## TEXT
====
Sur la d\'ecomposabilit\'e empirique des indicateurs de pauvret\'e
Gane Samb Lo, Cheikh Mohamed Haidara

TL;DR
This paper investigates the empirical decomposability of poverty indicators, demonstrating that some widely used measures like Sen and Shorrocks are nearly decomposable in practice, enabling effective sectoral poverty analysis.
Contribution
It provides empirical evidence that certain poverty indicators are practically decomposable, supporting their use in sectoral poverty reduction policies.
====
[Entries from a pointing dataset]
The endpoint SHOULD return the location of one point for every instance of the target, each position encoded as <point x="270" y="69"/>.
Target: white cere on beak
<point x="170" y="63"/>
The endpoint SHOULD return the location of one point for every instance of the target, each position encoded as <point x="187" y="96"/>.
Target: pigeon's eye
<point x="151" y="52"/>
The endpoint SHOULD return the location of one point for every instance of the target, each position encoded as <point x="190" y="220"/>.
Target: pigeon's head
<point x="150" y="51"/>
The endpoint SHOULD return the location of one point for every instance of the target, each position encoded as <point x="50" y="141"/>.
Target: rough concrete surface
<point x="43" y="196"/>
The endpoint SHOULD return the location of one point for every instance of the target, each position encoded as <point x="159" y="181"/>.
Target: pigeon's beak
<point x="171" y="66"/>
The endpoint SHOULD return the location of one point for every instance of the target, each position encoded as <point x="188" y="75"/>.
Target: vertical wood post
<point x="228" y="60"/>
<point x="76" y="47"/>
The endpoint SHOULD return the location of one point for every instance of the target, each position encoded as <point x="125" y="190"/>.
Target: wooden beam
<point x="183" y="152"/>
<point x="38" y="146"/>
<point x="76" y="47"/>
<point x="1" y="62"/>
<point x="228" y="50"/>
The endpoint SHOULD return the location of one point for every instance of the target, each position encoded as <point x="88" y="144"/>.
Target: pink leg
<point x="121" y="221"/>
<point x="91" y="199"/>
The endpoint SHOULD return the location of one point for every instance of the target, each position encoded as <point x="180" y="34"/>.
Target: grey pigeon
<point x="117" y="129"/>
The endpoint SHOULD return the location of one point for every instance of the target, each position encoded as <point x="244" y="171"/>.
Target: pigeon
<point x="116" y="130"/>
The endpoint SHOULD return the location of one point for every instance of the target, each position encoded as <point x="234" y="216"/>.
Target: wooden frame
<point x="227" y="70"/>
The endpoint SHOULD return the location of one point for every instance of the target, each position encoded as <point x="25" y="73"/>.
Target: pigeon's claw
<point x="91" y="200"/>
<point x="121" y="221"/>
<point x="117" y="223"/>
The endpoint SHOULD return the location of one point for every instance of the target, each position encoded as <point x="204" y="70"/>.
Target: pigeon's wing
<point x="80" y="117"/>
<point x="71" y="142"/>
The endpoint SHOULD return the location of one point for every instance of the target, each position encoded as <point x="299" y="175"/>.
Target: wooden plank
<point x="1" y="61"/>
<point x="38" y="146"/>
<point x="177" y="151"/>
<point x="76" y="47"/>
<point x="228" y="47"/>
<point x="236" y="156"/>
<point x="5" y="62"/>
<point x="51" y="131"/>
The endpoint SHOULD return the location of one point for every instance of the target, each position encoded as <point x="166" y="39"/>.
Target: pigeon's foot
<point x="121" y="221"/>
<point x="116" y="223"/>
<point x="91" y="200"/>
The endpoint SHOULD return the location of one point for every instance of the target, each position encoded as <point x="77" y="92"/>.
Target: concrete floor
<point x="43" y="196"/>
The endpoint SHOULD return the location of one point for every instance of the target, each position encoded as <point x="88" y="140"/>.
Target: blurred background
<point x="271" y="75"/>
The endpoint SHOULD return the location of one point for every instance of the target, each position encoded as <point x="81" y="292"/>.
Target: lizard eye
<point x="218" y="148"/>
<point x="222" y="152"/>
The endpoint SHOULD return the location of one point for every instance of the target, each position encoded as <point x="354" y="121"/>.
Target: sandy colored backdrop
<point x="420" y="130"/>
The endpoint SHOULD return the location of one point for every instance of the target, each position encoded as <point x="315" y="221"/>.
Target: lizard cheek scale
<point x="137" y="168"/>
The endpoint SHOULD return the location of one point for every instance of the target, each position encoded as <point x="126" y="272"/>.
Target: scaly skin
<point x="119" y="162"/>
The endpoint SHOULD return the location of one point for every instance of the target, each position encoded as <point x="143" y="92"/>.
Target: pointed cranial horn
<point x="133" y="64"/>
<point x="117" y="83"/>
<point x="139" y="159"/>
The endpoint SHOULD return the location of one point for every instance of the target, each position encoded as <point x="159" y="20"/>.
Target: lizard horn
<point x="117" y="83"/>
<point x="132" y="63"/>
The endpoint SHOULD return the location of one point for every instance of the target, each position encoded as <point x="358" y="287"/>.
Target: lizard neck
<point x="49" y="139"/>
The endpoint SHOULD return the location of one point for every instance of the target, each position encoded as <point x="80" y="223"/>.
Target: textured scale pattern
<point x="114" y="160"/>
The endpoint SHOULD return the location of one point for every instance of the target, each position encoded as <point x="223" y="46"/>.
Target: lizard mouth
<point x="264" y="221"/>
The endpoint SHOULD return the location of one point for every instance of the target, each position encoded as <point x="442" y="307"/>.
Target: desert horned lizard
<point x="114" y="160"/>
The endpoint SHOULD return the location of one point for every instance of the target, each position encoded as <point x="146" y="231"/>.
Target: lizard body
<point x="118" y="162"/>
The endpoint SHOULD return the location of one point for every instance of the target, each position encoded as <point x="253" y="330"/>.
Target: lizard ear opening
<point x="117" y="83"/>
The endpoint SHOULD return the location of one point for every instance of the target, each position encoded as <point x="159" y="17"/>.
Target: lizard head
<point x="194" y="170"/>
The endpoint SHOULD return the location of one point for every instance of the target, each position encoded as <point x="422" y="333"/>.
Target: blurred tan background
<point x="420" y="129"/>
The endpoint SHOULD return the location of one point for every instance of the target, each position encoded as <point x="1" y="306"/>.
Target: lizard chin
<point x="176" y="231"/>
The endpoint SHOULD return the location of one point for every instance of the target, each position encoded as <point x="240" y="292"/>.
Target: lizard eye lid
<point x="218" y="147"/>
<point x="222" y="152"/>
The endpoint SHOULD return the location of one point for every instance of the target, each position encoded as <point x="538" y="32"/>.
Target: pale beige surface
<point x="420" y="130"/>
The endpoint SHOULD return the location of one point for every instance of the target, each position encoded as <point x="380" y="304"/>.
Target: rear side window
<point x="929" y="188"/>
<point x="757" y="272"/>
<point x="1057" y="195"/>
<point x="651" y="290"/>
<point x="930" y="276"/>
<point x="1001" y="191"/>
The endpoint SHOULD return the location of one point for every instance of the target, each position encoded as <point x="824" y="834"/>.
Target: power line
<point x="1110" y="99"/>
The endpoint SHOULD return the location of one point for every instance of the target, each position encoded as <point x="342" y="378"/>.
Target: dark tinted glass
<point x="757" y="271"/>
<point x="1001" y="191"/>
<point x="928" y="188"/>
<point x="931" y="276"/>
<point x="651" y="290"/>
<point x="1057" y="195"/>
====
## TASK GOAL
Reproduce the passage in the poverty indicators summary from "Sur la d\'ecomposabilit\'e" up to and including "sectoral poverty analysis.".

## WRITTEN SOLUTION
Sur la d\'ecomposabilit\'e empirique des indicateurs de pauvret\'e
Gane Samb Lo, Cheikh Mohamed Haidara

TL;DR
This paper investigates the empirical decomposability of poverty indicators, demonstrating that some widely used measures like Sen and Shorrocks are nearly decomposable in practice, enabling effective sectoral poverty analysis.